▶ _Task to carry out_
Repeat the lines beginning at the one with "of the green" and running to the end of the material, keeping the first and last of them, exactly as they appear.

»»

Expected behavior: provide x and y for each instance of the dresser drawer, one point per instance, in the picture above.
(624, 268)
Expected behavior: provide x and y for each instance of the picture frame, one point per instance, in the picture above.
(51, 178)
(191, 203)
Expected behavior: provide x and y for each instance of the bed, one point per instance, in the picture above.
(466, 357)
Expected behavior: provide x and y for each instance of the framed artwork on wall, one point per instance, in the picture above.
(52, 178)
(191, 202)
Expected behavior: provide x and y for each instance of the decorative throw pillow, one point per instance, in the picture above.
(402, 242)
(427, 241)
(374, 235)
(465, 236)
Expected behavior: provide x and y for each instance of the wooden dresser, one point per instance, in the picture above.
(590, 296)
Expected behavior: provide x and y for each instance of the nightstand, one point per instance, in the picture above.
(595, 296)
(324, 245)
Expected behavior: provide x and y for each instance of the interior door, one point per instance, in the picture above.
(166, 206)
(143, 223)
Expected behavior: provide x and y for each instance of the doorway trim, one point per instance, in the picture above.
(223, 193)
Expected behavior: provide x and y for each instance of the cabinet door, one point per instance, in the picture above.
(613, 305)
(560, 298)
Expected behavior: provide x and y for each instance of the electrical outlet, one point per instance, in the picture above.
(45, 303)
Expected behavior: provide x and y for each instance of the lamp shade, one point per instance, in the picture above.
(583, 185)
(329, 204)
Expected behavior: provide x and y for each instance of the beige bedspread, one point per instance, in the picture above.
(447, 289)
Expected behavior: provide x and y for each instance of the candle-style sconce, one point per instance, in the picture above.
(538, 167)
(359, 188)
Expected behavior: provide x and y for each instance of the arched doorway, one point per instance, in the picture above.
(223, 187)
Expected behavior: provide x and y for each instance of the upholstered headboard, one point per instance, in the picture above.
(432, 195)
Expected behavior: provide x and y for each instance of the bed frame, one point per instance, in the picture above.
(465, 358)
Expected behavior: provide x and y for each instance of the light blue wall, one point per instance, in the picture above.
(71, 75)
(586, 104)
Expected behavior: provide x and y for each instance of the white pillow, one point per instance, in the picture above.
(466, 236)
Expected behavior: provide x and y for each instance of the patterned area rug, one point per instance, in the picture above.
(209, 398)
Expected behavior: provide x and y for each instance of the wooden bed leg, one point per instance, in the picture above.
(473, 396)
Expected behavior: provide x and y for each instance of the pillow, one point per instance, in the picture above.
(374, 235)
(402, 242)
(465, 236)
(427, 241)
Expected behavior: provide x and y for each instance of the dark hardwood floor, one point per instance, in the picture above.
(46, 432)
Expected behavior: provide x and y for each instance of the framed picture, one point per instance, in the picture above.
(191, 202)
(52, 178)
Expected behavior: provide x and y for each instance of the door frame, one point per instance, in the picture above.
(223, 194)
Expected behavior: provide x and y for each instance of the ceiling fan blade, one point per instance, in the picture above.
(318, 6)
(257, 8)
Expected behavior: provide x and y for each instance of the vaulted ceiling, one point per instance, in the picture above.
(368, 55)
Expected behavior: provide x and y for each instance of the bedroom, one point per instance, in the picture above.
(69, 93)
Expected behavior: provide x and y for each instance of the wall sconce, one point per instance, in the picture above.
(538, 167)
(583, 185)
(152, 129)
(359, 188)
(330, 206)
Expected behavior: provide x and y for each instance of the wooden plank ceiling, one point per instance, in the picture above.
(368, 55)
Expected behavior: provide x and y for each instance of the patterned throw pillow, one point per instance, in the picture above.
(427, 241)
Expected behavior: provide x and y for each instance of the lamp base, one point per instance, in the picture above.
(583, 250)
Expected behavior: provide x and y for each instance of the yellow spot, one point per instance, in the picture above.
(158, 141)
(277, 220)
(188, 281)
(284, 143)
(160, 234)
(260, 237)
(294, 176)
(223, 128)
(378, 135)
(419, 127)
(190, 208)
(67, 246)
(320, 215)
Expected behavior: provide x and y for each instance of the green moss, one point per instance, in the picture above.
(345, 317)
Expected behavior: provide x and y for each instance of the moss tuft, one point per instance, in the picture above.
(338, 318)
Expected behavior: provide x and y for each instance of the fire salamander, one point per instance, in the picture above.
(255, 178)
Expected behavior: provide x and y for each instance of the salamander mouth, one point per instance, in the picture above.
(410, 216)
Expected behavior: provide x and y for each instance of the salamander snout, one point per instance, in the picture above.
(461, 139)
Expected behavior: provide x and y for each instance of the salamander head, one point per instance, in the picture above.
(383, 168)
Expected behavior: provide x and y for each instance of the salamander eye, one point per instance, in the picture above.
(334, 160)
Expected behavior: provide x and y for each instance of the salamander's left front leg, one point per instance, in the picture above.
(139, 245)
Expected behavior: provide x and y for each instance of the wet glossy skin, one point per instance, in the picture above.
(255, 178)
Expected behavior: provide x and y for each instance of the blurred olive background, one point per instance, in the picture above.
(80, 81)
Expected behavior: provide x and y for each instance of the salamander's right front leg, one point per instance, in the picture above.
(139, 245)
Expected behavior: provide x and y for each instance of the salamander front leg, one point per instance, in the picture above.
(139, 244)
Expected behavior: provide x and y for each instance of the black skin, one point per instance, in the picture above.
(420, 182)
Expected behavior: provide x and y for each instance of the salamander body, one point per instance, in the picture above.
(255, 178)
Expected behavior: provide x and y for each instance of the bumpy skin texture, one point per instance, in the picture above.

««

▶ _Answer_
Expected behavior: provide x and y for each instance of the green moss, one point per instance, in the picture above.
(345, 317)
Expected behavior: provide x and y for each instance of the moss tuft, one point per instance, in the picture above.
(338, 318)
Expected behavior: provide x and y for each instance of the fire salamander, one point per instance, in the picture above.
(255, 178)
Expected behavior: provide x and y for each instance of the salamander mouth, one point per instance, in the picture above.
(410, 216)
Expected behavior: provide x and y for each instance of the salamander snout, one point per instance, in the picture above.
(461, 139)
Expected behavior: provide x and y for each instance of the salamander head, one point per instance, in the picture above.
(383, 168)
Expected behavior: provide x and y for each instance of the salamander eye, one point per instance, in the picture above.
(334, 160)
Expected behavior: provide x and y for each instance of the salamander's left front leg, one point per instance, in the picture above.
(139, 245)
Expected behavior: provide x and y for each instance of the wet glossy skin, one point per instance, in the picture above.
(255, 178)
Expected behavior: provide x and y for each instance of the blurred olive background, one point per instance, in the picture above.
(80, 81)
Expected behavior: provide x and y for each instance of the salamander's right front leg, one point per instance, in the picture above.
(139, 245)
Expected behavior: provide x and y for each instance of the salamander front leg, one point per instance, in the picture above.
(139, 244)
Expected behavior: provide x and y for each instance of the black skin, one point per instance, in the picture above.
(420, 182)
Expected behavior: provide x and y for each instance of the salamander body, one point per instance, in the picture above.
(255, 178)
Expected behavior: provide x and y for each instance of the bumpy skin texture, one point per instance, in the picture above.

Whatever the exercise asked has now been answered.